* YOUR INSTRUCTIONS
Show every line of the data below that includes the word "small".

* EXERCISE INPUTS
########
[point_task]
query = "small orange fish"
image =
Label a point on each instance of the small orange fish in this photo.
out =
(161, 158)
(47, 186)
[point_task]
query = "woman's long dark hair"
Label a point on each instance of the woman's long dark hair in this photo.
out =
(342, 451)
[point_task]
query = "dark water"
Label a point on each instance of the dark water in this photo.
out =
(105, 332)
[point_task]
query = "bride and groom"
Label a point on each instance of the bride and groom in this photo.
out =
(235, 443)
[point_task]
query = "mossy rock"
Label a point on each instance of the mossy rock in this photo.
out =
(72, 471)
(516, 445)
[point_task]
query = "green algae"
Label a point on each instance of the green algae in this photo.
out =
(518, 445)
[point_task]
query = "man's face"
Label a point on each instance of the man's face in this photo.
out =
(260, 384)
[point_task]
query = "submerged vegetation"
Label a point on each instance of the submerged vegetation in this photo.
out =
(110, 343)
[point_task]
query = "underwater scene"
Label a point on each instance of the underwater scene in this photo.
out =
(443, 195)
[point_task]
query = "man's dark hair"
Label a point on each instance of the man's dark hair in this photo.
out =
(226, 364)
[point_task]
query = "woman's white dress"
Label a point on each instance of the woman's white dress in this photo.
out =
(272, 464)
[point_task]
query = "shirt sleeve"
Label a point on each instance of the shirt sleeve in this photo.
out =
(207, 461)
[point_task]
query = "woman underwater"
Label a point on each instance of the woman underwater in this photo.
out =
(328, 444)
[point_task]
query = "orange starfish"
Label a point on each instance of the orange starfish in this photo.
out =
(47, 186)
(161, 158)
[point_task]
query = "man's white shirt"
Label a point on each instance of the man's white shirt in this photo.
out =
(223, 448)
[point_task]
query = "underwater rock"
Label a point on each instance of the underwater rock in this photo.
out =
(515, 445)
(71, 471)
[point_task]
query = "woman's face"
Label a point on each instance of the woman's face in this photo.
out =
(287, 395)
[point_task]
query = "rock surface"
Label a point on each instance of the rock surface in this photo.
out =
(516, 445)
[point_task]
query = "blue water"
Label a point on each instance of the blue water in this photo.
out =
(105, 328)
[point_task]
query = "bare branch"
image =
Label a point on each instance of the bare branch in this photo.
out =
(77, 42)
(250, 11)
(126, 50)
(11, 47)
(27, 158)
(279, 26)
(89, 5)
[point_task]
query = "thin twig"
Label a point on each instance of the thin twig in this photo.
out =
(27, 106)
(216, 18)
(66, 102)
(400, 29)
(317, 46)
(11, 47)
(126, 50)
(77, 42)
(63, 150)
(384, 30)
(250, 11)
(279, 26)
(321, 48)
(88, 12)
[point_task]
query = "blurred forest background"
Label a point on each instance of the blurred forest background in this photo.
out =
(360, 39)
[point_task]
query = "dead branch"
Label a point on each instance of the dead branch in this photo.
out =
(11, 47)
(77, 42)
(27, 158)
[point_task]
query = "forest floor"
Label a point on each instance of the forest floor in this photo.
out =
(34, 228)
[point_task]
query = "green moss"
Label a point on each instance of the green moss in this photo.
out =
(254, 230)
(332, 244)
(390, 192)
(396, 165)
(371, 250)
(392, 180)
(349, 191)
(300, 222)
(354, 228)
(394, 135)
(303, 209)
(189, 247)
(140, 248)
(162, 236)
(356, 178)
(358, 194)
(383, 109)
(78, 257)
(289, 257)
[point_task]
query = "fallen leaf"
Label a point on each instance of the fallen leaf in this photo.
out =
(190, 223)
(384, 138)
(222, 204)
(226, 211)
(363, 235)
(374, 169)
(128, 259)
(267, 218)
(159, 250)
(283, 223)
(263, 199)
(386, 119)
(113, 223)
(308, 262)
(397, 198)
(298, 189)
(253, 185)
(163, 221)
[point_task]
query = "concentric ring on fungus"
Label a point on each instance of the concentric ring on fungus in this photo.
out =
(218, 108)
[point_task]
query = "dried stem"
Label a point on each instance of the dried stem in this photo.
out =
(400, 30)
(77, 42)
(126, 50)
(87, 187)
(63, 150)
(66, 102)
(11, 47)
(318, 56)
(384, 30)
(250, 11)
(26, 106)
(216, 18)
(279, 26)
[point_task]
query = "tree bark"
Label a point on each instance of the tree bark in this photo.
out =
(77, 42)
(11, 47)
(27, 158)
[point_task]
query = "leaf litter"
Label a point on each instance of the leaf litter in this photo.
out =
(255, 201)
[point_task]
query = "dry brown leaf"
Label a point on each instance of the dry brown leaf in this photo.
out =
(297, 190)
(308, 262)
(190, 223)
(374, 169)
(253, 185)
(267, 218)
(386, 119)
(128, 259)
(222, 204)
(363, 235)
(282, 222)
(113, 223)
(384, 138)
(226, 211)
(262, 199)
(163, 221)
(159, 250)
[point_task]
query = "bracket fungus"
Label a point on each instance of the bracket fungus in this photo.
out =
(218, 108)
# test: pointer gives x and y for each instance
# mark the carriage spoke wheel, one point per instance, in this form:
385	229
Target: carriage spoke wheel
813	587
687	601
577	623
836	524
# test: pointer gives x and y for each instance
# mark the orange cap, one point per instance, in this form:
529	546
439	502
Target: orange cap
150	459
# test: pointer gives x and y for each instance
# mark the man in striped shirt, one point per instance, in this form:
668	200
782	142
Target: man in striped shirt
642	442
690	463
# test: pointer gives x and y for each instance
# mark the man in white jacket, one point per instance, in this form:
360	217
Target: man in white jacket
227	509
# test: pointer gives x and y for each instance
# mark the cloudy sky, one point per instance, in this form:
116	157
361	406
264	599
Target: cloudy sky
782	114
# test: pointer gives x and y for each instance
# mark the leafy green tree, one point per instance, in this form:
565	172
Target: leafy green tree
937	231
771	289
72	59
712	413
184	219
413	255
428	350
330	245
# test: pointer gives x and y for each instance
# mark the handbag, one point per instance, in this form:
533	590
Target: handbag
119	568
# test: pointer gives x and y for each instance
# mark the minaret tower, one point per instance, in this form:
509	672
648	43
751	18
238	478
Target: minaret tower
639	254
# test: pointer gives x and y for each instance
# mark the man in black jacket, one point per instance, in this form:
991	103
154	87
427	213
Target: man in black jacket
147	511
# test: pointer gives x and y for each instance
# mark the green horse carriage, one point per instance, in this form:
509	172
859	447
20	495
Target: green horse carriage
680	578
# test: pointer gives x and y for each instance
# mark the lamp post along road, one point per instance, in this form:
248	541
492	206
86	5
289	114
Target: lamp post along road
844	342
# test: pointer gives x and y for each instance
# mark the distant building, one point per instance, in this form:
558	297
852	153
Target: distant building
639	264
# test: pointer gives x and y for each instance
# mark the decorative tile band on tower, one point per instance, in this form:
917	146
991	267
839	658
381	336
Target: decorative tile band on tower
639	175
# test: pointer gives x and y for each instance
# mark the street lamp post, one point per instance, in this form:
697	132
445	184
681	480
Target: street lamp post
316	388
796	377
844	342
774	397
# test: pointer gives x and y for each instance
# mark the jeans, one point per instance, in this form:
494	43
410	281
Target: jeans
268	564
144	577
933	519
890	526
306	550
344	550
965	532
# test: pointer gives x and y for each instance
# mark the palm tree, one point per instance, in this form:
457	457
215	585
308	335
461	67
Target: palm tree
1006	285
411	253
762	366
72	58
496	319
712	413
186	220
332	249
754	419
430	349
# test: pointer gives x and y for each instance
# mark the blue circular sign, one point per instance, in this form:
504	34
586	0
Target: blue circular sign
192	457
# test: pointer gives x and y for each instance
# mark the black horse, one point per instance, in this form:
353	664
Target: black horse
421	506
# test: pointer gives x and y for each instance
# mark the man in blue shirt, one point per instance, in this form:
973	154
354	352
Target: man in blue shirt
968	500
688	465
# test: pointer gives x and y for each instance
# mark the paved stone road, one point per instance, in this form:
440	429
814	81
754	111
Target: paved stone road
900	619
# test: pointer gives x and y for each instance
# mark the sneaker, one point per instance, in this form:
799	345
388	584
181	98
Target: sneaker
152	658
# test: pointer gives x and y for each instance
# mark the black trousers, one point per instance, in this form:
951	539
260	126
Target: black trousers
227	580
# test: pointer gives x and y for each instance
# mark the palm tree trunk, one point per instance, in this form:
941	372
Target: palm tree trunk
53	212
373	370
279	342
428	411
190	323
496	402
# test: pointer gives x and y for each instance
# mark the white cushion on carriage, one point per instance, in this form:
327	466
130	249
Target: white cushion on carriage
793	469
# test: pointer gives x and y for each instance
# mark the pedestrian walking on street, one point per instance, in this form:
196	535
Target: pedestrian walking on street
########
* ANSWER TO THIS EXERCISE
query = "small orange fish"
Label a point on each instance of the small orange fish in this photo.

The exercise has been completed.